Complete the following →
A. Answer these questions using the passage about the Virginia song, and mark each answer with its matching numeral.
(i) What title does Virginia give to Carry Me Back to Old Virginny?
(ii) On what date and in what place was James Allen Bland born?
(iii) How much did Jimmy's father pay for his real banjo?
B. Summarize the passage about the Virginia song in two sentences.
C. Rewrite the paragraph of the passage about the Virginia song that begins "James “Jimmy” Allen Bland was born" as a bulleted list that keeps its main facts.

Supplied passage →
..........
Virginia has no official state song.  It has a Virginia Official Song Emeritus.  Ok.  So what’s the problem?  No one would be caught singing the  Virginia Official Song Emeritus, Carry Me Back to Old Virginny, written by an African American man named James Allen Bland who was born in 1854 in New York. 
 

Some history:

James “Jimmy” Allen Bland was born on October 22, 1854 in Flushing, Long Island, New York. When he was 12 and living in Philadelphia, Pennsylvania, he saw an old black man playing a banjo and singing spirituals. He fell in love with the banjo and tried to make one using bailing wire for strings. This didn’t work very well and, besides, a big kid took it and broke it into pieces. Jimmy’s father bought him a real banjo for $8.00 and Jimmy taught himself to play… very well.
..........
Provided data →
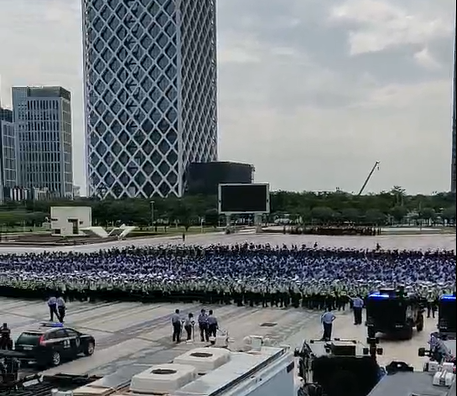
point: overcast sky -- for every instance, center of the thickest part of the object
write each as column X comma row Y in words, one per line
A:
column 312, row 92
..........
Outputs for the tasks →
A.
(i) Virginia Official Song Emeritus
(ii) October 22, 1854, in Flushing, Long Island, New York
(iii) $8.00

B. Virginia has no official state song, only a Virginia Official Song Emeritus, Carry Me Back to Old Virginny, which was written by James Allen Bland, an African American man born in New York in 1854. At 12, living in Philadelphia, Bland fell in love with the banjo after seeing an old black man play one, and after a failed homemade attempt he taught himself to play very well on a real banjo his father bought him.

C.
- Born October 22, 1854, in Flushing, Long Island, New York
- At 12, while living in Philadelphia, Pennsylvania, saw an old black man playing a banjo and singing spirituals
- Fell in love with the banjo and tried to make one with bailing wire for strings
- The homemade banjo worked poorly, and a big kid took it and broke it
- His father bought him a real banjo for $8.00
- Taught himself to play very well